Problem => The answer is to be the lines below that lie between the line holding "Wanted = one point per instance of the yellow" and the line holding "Wanted = one point per instance of the dark wood console", inclusive, transcribed exactly and free of pictures.

[Source data]
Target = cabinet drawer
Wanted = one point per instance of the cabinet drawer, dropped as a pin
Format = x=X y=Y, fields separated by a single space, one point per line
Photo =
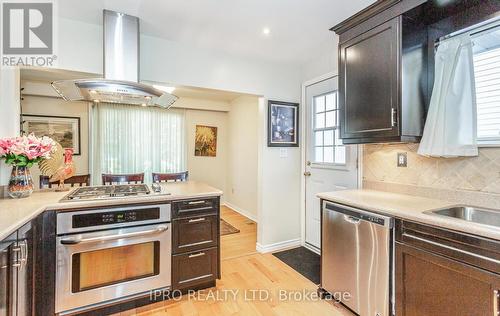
x=473 y=250
x=190 y=208
x=194 y=233
x=194 y=268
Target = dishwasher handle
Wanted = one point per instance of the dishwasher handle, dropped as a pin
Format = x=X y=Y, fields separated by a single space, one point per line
x=352 y=219
x=354 y=215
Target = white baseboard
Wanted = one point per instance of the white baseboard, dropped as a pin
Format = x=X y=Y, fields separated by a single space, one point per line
x=312 y=248
x=283 y=245
x=241 y=211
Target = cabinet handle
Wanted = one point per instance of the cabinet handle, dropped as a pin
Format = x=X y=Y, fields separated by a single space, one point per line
x=451 y=248
x=24 y=253
x=196 y=255
x=394 y=117
x=196 y=202
x=196 y=220
x=496 y=303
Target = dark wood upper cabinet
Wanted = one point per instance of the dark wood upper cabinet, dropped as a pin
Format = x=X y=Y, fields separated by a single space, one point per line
x=386 y=64
x=369 y=90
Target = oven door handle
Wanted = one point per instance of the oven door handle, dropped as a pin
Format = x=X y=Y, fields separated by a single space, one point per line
x=79 y=240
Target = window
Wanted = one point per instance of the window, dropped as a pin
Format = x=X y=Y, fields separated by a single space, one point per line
x=328 y=147
x=134 y=139
x=487 y=77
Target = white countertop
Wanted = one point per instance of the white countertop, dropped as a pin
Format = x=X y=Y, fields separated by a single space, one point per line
x=16 y=212
x=410 y=208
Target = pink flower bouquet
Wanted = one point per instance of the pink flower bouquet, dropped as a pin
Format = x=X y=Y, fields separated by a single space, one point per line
x=25 y=151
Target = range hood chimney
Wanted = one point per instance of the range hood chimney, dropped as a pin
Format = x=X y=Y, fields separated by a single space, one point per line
x=121 y=70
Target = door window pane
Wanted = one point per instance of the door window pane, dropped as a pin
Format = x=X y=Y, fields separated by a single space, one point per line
x=328 y=138
x=340 y=156
x=320 y=120
x=331 y=101
x=318 y=138
x=330 y=119
x=328 y=155
x=338 y=141
x=318 y=154
x=320 y=104
x=327 y=145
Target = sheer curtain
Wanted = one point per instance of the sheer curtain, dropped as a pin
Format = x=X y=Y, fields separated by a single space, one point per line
x=451 y=125
x=134 y=139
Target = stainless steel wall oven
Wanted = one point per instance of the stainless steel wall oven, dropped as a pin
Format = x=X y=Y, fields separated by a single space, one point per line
x=111 y=254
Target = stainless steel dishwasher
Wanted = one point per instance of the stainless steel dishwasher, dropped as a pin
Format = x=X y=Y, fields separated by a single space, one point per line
x=357 y=258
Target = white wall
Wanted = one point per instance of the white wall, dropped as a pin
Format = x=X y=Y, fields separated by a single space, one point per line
x=38 y=105
x=211 y=170
x=243 y=142
x=325 y=62
x=9 y=112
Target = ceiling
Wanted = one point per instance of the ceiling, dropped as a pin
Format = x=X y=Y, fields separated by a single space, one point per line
x=299 y=29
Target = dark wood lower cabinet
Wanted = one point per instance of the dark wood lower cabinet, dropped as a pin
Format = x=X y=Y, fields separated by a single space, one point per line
x=191 y=269
x=16 y=273
x=195 y=243
x=194 y=233
x=435 y=276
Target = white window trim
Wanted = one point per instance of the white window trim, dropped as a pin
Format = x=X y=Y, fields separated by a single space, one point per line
x=328 y=165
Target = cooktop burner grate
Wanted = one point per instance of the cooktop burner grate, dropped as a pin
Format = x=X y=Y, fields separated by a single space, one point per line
x=111 y=191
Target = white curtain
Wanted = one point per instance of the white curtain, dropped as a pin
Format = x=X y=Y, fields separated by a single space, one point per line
x=451 y=126
x=135 y=139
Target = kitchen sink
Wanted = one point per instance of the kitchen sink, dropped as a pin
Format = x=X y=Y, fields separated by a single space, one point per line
x=471 y=214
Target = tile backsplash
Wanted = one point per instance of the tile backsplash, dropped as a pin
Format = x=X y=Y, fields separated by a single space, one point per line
x=473 y=174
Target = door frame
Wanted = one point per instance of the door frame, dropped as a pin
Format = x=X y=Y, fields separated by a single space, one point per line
x=303 y=150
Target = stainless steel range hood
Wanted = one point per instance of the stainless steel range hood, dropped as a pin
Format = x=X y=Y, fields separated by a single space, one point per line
x=121 y=70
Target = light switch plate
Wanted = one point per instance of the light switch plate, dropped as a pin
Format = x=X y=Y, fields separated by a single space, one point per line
x=403 y=160
x=283 y=152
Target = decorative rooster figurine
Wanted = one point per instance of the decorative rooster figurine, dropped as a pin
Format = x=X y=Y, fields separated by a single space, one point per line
x=56 y=169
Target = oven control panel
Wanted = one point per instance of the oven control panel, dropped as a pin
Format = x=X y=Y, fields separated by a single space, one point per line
x=115 y=217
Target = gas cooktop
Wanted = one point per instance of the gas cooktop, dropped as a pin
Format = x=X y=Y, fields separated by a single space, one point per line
x=107 y=192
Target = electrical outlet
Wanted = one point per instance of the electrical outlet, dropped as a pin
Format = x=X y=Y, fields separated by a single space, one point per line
x=283 y=152
x=403 y=160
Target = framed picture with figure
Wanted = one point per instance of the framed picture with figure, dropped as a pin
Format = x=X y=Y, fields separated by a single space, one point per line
x=63 y=129
x=283 y=124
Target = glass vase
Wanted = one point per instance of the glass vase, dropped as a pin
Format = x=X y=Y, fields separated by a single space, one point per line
x=20 y=183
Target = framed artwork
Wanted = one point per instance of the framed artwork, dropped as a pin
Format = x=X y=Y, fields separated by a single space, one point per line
x=283 y=124
x=205 y=141
x=63 y=129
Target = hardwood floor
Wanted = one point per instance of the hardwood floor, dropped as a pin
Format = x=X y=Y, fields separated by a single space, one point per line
x=251 y=284
x=241 y=244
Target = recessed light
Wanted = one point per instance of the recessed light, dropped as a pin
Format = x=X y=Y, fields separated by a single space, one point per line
x=164 y=88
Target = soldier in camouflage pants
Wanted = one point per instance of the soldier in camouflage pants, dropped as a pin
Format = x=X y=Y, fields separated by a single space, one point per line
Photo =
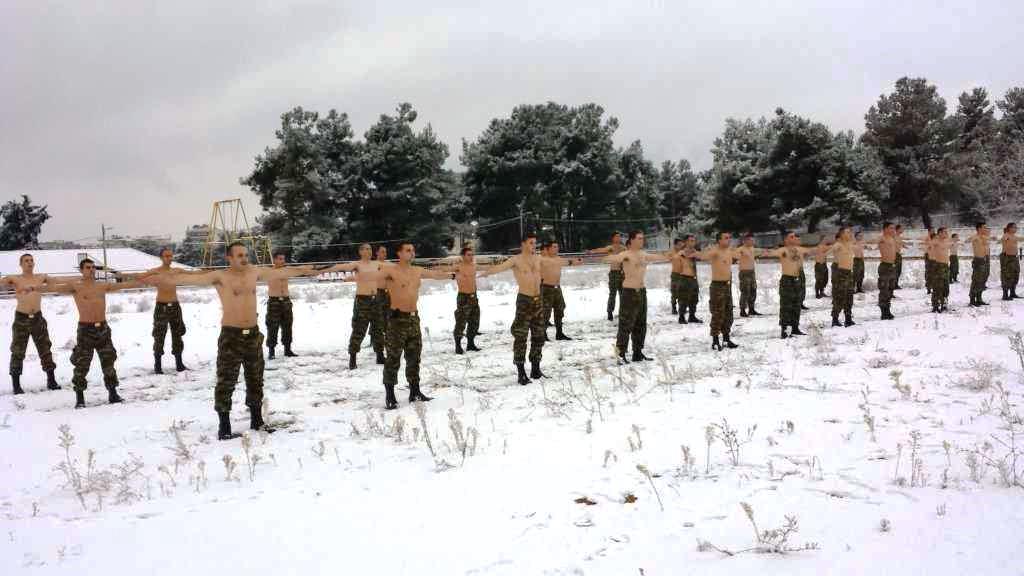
x=279 y=315
x=93 y=337
x=367 y=316
x=239 y=348
x=528 y=322
x=720 y=305
x=1010 y=275
x=632 y=322
x=168 y=315
x=748 y=291
x=467 y=316
x=843 y=295
x=33 y=325
x=402 y=337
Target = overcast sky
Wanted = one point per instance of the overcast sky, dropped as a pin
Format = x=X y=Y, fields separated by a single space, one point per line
x=141 y=114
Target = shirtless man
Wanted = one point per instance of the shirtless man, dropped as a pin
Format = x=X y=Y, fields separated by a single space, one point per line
x=979 y=272
x=167 y=313
x=1010 y=264
x=858 y=262
x=526 y=268
x=748 y=276
x=821 y=266
x=615 y=275
x=689 y=290
x=843 y=254
x=954 y=258
x=720 y=303
x=887 y=270
x=791 y=258
x=367 y=313
x=403 y=336
x=467 y=305
x=633 y=311
x=29 y=321
x=240 y=344
x=938 y=254
x=551 y=290
x=93 y=332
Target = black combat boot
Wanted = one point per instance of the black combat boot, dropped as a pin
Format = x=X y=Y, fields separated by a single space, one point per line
x=523 y=378
x=224 y=427
x=535 y=370
x=415 y=395
x=51 y=381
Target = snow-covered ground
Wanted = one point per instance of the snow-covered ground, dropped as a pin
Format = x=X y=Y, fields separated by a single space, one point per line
x=346 y=488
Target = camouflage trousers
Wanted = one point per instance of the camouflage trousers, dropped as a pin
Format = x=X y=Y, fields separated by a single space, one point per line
x=820 y=278
x=239 y=348
x=93 y=337
x=615 y=278
x=168 y=315
x=887 y=283
x=553 y=301
x=979 y=276
x=402 y=337
x=720 y=305
x=25 y=326
x=366 y=317
x=689 y=295
x=858 y=275
x=788 y=301
x=384 y=301
x=843 y=292
x=1010 y=271
x=279 y=316
x=748 y=290
x=940 y=284
x=632 y=320
x=467 y=315
x=528 y=322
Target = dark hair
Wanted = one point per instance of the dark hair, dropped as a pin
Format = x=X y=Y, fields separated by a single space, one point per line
x=227 y=250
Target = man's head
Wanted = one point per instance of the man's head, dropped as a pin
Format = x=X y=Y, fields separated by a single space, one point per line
x=635 y=240
x=528 y=244
x=87 y=268
x=406 y=252
x=27 y=262
x=238 y=255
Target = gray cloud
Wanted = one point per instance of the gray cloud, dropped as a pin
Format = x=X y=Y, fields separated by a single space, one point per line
x=140 y=114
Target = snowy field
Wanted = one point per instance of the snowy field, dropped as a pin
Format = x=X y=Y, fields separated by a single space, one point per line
x=882 y=443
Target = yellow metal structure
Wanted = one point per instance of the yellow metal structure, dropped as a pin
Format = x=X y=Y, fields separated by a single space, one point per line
x=228 y=223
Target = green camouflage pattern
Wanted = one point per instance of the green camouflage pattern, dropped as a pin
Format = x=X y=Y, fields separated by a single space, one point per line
x=366 y=317
x=720 y=306
x=168 y=315
x=528 y=322
x=93 y=338
x=403 y=337
x=24 y=327
x=279 y=316
x=632 y=320
x=239 y=348
x=467 y=315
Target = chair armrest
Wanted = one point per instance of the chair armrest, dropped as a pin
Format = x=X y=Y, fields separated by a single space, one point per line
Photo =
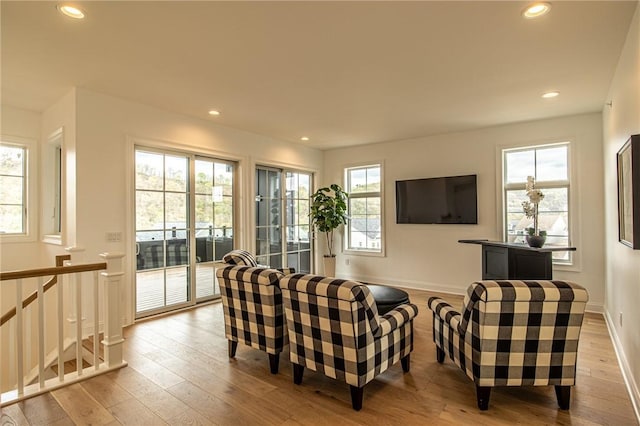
x=445 y=312
x=396 y=318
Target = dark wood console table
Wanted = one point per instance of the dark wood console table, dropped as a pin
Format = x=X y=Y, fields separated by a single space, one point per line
x=511 y=261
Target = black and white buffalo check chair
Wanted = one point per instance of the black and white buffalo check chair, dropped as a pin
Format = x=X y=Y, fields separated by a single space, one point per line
x=513 y=333
x=252 y=305
x=334 y=328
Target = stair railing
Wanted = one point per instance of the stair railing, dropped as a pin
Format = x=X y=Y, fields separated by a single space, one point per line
x=112 y=323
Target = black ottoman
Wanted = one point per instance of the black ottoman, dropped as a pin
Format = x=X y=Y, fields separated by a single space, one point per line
x=387 y=298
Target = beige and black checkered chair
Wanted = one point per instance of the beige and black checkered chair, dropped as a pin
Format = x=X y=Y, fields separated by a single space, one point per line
x=252 y=305
x=513 y=333
x=334 y=328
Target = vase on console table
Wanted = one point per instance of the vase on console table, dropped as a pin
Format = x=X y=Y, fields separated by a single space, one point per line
x=537 y=241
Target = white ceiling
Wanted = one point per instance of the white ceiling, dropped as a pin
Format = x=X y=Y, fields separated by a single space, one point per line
x=341 y=73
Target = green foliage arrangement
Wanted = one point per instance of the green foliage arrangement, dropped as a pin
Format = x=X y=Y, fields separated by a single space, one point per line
x=329 y=211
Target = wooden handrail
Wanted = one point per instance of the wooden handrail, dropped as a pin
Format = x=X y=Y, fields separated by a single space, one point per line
x=59 y=269
x=33 y=296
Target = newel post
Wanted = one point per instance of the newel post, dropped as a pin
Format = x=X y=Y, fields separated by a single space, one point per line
x=113 y=338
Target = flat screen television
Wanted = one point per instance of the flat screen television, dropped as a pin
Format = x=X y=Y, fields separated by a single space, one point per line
x=446 y=200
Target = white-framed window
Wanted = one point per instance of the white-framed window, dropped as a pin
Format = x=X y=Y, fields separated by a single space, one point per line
x=17 y=165
x=51 y=197
x=550 y=166
x=364 y=230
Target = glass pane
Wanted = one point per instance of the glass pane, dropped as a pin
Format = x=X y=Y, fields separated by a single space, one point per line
x=150 y=290
x=176 y=289
x=149 y=171
x=304 y=183
x=204 y=247
x=555 y=199
x=205 y=280
x=176 y=210
x=224 y=177
x=261 y=182
x=303 y=212
x=11 y=219
x=273 y=184
x=149 y=210
x=176 y=173
x=516 y=225
x=292 y=261
x=204 y=177
x=515 y=199
x=223 y=244
x=275 y=261
x=519 y=165
x=373 y=179
x=11 y=189
x=556 y=224
x=357 y=180
x=204 y=211
x=223 y=213
x=552 y=164
x=305 y=262
x=357 y=206
x=177 y=252
x=292 y=183
x=150 y=250
x=373 y=205
x=12 y=160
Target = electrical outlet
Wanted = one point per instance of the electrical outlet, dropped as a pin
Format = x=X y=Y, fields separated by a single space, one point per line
x=113 y=237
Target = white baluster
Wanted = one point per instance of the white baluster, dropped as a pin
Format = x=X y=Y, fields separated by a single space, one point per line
x=41 y=348
x=96 y=322
x=60 y=292
x=19 y=338
x=78 y=280
x=113 y=339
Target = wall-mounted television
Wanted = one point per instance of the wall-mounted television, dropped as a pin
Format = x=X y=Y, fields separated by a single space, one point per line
x=446 y=200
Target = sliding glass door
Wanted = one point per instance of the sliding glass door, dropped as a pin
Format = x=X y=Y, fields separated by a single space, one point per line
x=183 y=225
x=282 y=218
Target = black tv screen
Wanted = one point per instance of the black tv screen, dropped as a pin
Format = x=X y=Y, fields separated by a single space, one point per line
x=447 y=200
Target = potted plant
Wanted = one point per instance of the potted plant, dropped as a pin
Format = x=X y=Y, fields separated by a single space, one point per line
x=536 y=238
x=328 y=212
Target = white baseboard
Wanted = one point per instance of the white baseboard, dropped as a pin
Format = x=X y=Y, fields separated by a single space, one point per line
x=439 y=288
x=632 y=386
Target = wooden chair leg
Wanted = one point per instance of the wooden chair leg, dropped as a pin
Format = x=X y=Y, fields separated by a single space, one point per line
x=232 y=348
x=356 y=397
x=406 y=363
x=563 y=393
x=274 y=362
x=483 y=393
x=297 y=373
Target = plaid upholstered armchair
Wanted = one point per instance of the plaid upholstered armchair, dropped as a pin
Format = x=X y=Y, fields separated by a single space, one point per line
x=513 y=333
x=334 y=328
x=252 y=305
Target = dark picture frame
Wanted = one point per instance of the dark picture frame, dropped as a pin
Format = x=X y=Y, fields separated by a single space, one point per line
x=629 y=193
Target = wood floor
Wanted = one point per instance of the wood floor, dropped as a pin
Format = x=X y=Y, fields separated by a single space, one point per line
x=179 y=373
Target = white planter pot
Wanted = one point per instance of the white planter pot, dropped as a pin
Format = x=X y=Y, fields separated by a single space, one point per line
x=329 y=266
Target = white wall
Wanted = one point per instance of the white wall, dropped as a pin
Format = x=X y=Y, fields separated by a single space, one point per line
x=620 y=121
x=429 y=256
x=23 y=125
x=106 y=127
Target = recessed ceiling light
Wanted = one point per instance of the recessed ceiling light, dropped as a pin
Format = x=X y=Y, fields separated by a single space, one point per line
x=71 y=11
x=535 y=10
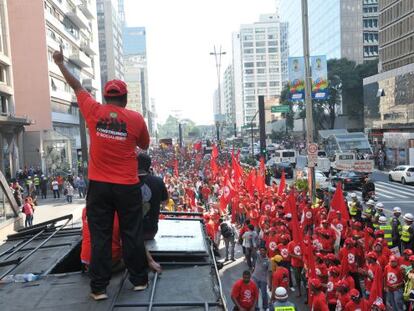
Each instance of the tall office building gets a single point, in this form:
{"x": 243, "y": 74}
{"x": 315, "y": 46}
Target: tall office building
{"x": 396, "y": 33}
{"x": 110, "y": 40}
{"x": 37, "y": 28}
{"x": 335, "y": 28}
{"x": 135, "y": 62}
{"x": 11, "y": 126}
{"x": 370, "y": 15}
{"x": 259, "y": 48}
{"x": 229, "y": 110}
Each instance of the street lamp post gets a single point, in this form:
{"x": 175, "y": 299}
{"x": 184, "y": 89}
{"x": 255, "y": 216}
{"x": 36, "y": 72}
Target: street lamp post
{"x": 308, "y": 94}
{"x": 217, "y": 56}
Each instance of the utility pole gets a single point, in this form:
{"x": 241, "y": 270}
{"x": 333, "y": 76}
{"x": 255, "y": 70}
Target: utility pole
{"x": 262, "y": 126}
{"x": 217, "y": 57}
{"x": 308, "y": 93}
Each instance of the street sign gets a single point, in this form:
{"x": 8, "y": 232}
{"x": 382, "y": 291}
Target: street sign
{"x": 280, "y": 108}
{"x": 312, "y": 154}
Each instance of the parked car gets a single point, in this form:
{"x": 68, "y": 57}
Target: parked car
{"x": 278, "y": 168}
{"x": 320, "y": 179}
{"x": 402, "y": 173}
{"x": 349, "y": 179}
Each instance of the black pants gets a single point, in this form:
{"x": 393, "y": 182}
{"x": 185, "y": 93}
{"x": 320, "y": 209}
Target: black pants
{"x": 103, "y": 199}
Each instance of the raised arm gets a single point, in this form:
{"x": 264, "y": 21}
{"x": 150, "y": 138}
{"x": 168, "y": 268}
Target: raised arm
{"x": 69, "y": 77}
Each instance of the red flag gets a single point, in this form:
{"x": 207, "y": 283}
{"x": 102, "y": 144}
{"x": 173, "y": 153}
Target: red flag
{"x": 282, "y": 184}
{"x": 214, "y": 152}
{"x": 176, "y": 168}
{"x": 251, "y": 182}
{"x": 338, "y": 203}
{"x": 296, "y": 228}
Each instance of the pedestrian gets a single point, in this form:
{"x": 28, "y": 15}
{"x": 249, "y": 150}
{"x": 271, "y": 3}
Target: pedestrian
{"x": 43, "y": 186}
{"x": 394, "y": 284}
{"x": 55, "y": 189}
{"x": 228, "y": 232}
{"x": 28, "y": 210}
{"x": 260, "y": 275}
{"x": 281, "y": 301}
{"x": 244, "y": 293}
{"x": 114, "y": 132}
{"x": 81, "y": 185}
{"x": 154, "y": 196}
{"x": 250, "y": 243}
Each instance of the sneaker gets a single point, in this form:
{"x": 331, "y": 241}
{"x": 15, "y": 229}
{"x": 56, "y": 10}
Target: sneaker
{"x": 140, "y": 287}
{"x": 98, "y": 296}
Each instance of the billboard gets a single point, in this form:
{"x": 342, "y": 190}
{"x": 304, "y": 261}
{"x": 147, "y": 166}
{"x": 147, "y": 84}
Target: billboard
{"x": 296, "y": 67}
{"x": 319, "y": 77}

Response to the task =>
Wanted = one point per instance of the yellow metal structure, dropped as a pin
Format = x=X y=Y, fields separated by a single space, one point per line
x=228 y=223
Target = green camouflage pattern
Wanted = one point per instance of the green camouflage pattern, dropped as a pin
Format = x=X y=Y, fields separated by a single space, one point per line
x=366 y=317
x=720 y=306
x=168 y=315
x=528 y=322
x=93 y=338
x=403 y=337
x=24 y=327
x=279 y=316
x=632 y=320
x=239 y=348
x=467 y=315
Target = chair armrest
Wanted = one point per instance of the chair armrest, dropped as a pin
Format = x=X y=Y, fields separated by a single space, one point per line
Photo =
x=445 y=312
x=396 y=318
Target = dark wood console table
Wanted = one point per instance of the dark wood console table, dropped as a pin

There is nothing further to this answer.